TASKS FOR THIS EXERCISE:
a – Repeat word for word the part of the Pandas for Everyone README that opens with the words containing "Repository to accompany" and closes with "use later on.".
b – In the Pandas for Everyone README, what name is given to the virtual environment created in the example commands?
c – Decide whether each statement agrees with the Pandas for Everyone README: (i) the pweave package is needed to follow along with the book; (ii) lifelines is installed with pip; (iii) the Survey dataset comes from the Software-Carpentry SQL lesson. Answer yes or no for each, quoting the words that decide it.

EXCERPTED TEXT:
— Begin —

Repository to accompany "Pandas for Everyone"
The easiest way to get everything you need to the tutorial is to install anaconda
You can download and install it here: https://www.continuum.io/downloads
To download just the data, see the Data section below. Otherwise you can choose to clone this repository, or click the "Clone or Download" link above and clikcing Download Zip
conda install seaborn
There is an error in the preface of the book for installing packages. I am leaving this section here in the README to have an updated list of packages and installation instructions
You can choose to create a virtual envirionment for the packages used in the book, so it doesn't clash with other packages you plan to use later on.
# create a virtual environment named "book" using python 3.6
conda create -n book python=3.6
# activate the environment
# so all installed packages will go in there and not mess up your base python environment
source activate book
Whether you decited to create a virtual environment or not, you can install the packages with the below commands.
If you did use virtual environments, remember to source activate book
before you follow along with the book
so the packages you installed can be loaded.
conda install pandas xlwt openpyxl seaborn numpy ipython jupyter statsmodels scikit-learn regex wget odo numba
conda install -c conda-forge pweave # you don't really need this package, it was used to build and create the book
conda install -c conda-forge feather-format
pip install lifelines pandas-datareader
You can choose to just download the datasets by using Minhas Kamal's DownGit by clicking the link here
Ongoing list of data references:
- Gapminder: https://github.com/jennybc/gapminder/raw/master/inst/gapminder.tsv
- Survey: Comes from the Software-Carpentry SQL lesson
- Ebola: www.github.com/cmrivers/ebola

— End —

DATA:
— Begin —

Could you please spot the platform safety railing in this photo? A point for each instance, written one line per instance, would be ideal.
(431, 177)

— End —

THE ANSWERS:
a –
Repository to accompany "Pandas for Everyone"
The easiest way to get everything you need to the tutorial is to install anaconda
You can download and install it here: https://www.continuum.io/downloads
To download just the data, see the Data section below. Otherwise you can choose to clone this repository, or click the "Clone or Download" link above and clikcing Download Zip
conda install seaborn
There is an error in the preface of the book for installing packages. I am leaving this section here in the README to have an updated list of packages and installation instructions
You can choose to create a virtual envirionment for the packages used in the book, so it doesn't clash with other packages you plan to use later on.

b – book

c –
(i) No: "you don't really need this package, it was used to build and create the book"
(ii) Yes: "pip install lifelines pandas-datareader"
(iii) Yes: "Survey: Comes from the Software-Carpentry SQL lesson"